* begin Source document *

The Dolphin Paladin class skills (and the Key ability for each skill) are Concentration (Con), Craft (Int), Diplomacy (Cha), Handle Animal (Cha), Knowledge (religion), Perform (Cha), Profession (Wis), Ride (Dex), Sense Motive (Wis), Survival (Wis), Swim (Str)

Skill points at Each Level: 2 + Int Modifier.

Class Features

All of the following are class features of the Dolphin Paladin prestige class.
*Weapon & Armour Proficiency:* A Dolphin Paladin is proficient with all simple and martial weapons, as well as all types of armour, and with shields.
*Spells per Day:* Beginning at 1st level the Dolphin Paladin gains the ability to cast a small number of divine spells. The Dolphin Paladin’s ability to cast these spells works exactly like a Cleric’s ability to cast spells. The Dolphin Paladin must choose and prepare spells as a Cleric choosing from the normal Paladin Spell List.
*Dolphin Mount (Su): * At 1st level a Dolphin Paladin gains the ability to summon a special dolphin mount, similar to the 5th level Paladin ability. This Dolphin is a Large, 5 HD Porpoise which is treated as below.
*Smite Evil (Su): * Once per day the Dolphin Paladin may attempt to smite evil with one normal melee attack. He adds his Charisma bonus (if any) to his attack roll and deals an additional point of damage per Dolphin Paladin level. If the Dolphin Paladin accidentally smites a creature that is not evil, the smite has no effect, but the ability is used up for that day. At 4th level, the Dolphin Paladin may smite evil one additional time per day.

* end Source document *
* begin Provided material *

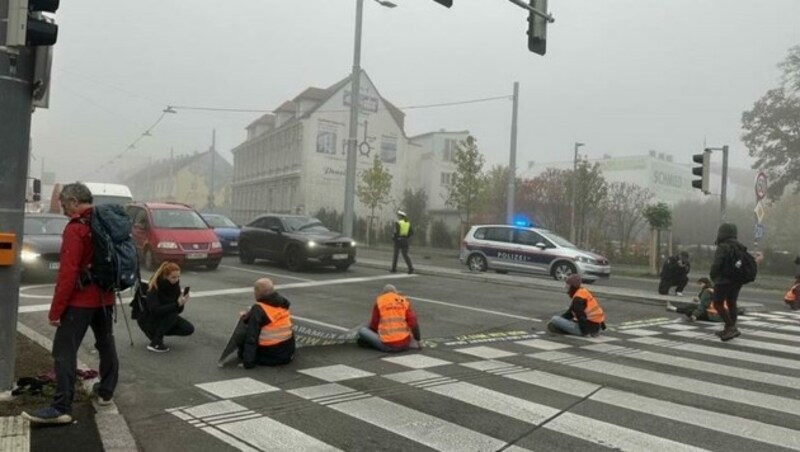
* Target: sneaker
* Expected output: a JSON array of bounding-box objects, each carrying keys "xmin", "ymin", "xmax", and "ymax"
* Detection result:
[
  {"xmin": 22, "ymin": 406, "xmax": 72, "ymax": 425},
  {"xmin": 92, "ymin": 382, "xmax": 114, "ymax": 406},
  {"xmin": 147, "ymin": 344, "xmax": 169, "ymax": 353}
]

* end Provided material *

_Directions for this task_: According to the Dolphin Paladin class description, how many skill points does the class gain at each level? The records have nothing to do with the Dolphin Paladin class description.

_Complete response_: 2 + Int modifier.